__Excerpts of location labeling data__:
------------------------

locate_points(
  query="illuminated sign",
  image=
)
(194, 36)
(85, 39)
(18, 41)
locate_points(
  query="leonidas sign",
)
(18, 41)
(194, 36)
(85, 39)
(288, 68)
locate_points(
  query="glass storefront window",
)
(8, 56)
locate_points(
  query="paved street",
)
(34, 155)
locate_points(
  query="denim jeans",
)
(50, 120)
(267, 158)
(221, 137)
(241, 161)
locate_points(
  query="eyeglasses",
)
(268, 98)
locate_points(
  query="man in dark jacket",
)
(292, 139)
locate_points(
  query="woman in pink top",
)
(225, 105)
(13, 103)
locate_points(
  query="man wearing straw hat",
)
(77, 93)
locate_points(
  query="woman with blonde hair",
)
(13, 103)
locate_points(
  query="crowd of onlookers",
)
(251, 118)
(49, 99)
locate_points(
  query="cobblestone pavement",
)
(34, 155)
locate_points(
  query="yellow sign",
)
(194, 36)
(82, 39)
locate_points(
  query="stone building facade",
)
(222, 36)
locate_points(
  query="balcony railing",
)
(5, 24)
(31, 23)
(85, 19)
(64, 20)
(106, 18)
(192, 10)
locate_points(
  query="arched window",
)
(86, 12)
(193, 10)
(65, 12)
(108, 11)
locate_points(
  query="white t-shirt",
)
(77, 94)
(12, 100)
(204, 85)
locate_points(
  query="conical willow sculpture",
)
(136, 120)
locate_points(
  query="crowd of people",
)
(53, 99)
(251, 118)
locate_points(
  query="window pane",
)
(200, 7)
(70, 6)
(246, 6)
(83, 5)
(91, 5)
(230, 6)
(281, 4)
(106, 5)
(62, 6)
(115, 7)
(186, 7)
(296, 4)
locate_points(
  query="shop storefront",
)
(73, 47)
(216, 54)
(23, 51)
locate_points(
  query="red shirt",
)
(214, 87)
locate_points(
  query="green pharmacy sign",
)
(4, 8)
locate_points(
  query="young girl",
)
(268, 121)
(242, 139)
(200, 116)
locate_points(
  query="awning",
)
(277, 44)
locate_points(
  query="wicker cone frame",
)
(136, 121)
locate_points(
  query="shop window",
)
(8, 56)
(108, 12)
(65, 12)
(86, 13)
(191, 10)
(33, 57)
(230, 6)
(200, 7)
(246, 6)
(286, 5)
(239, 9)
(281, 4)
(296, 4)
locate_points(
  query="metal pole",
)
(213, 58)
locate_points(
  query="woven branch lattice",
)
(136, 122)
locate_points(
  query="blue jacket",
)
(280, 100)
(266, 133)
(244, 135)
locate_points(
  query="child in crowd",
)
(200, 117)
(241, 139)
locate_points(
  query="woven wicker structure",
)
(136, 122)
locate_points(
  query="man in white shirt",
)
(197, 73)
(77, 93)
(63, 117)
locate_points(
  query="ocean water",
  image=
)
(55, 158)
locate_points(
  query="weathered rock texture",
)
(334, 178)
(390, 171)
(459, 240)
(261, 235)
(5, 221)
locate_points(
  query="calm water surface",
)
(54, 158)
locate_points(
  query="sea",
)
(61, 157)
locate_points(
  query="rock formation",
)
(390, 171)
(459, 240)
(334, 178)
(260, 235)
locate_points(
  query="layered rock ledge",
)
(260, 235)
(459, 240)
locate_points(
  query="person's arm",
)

------------------------

__TASK REQUIREMENTS__:
Print the records once more, exactly as they were given.

__RESULT__:
locate_points(
  query="illuminated sign",
  image=
)
(194, 36)
(85, 39)
(18, 41)
locate_points(
  query="leonidas sign",
)
(18, 41)
(194, 36)
(85, 39)
(288, 68)
locate_points(
  query="glass storefront window",
)
(8, 56)
locate_points(
  query="paved street",
)
(34, 155)
locate_points(
  query="denim jeans",
)
(50, 120)
(267, 158)
(221, 137)
(241, 161)
locate_points(
  query="eyeglasses",
)
(268, 98)
locate_points(
  query="man in dark jacket",
)
(292, 139)
locate_points(
  query="woman in pink top",
)
(225, 105)
(13, 103)
locate_points(
  query="man wearing straw hat",
)
(77, 93)
locate_points(
  query="woman with blonde hair",
)
(13, 103)
locate_points(
  query="crowd of onlookers",
)
(251, 118)
(49, 99)
locate_points(
  query="cobblestone pavement",
)
(34, 155)
locate_points(
  query="yellow sign",
)
(194, 36)
(82, 39)
locate_points(
  query="stone building facade",
)
(222, 36)
locate_points(
  query="balcony railing",
)
(5, 24)
(31, 23)
(85, 19)
(64, 20)
(106, 18)
(192, 10)
locate_points(
  query="arched window",
)
(86, 12)
(193, 10)
(65, 12)
(108, 11)
locate_points(
  query="white t-shirt",
)
(77, 94)
(12, 100)
(204, 85)
locate_points(
  query="conical willow sculpture",
)
(136, 120)
locate_points(
  query="crowd of people",
)
(53, 99)
(251, 118)
locate_points(
  query="window pane",
)
(200, 7)
(70, 6)
(246, 6)
(83, 5)
(91, 5)
(230, 6)
(281, 4)
(106, 5)
(62, 6)
(115, 7)
(186, 7)
(296, 4)
locate_points(
  query="shop storefront",
)
(73, 47)
(216, 54)
(23, 51)
locate_points(
  query="red shirt",
)
(214, 87)
locate_points(
  query="green pharmacy sign",
)
(4, 8)
locate_points(
  query="young girl",
)
(268, 121)
(242, 139)
(200, 116)
locate_points(
  query="awning",
)
(277, 44)
locate_points(
  query="wicker cone frame",
)
(136, 121)
locate_points(
  query="shop window",
)
(8, 56)
(108, 12)
(65, 12)
(86, 13)
(191, 10)
(33, 57)
(230, 6)
(200, 7)
(246, 6)
(286, 5)
(239, 9)
(281, 4)
(296, 4)
locate_points(
  query="metal pole",
)
(213, 58)
locate_points(
  query="woven branch lattice",
)
(136, 122)
locate_points(
  query="blue jacket",
)
(280, 100)
(266, 133)
(244, 135)
locate_points(
  query="child in crowd",
)
(200, 117)
(241, 139)
locate_points(
  query="woven wicker structure",
)
(136, 122)
locate_points(
  query="man in white shirt",
)
(197, 73)
(77, 93)
(63, 117)
locate_points(
  query="ocean water",
  image=
)
(55, 158)
locate_points(
  query="weathered rock texture",
)
(334, 178)
(390, 171)
(459, 240)
(261, 235)
(5, 221)
locate_points(
  query="calm water surface",
)
(54, 158)
locate_points(
  query="sea",
)
(61, 157)
locate_points(
  query="rock formation",
)
(390, 171)
(459, 240)
(334, 178)
(260, 235)
locate_points(
  query="layered rock ledge",
)
(260, 235)
(459, 240)
locate_points(
  query="person's arm",
)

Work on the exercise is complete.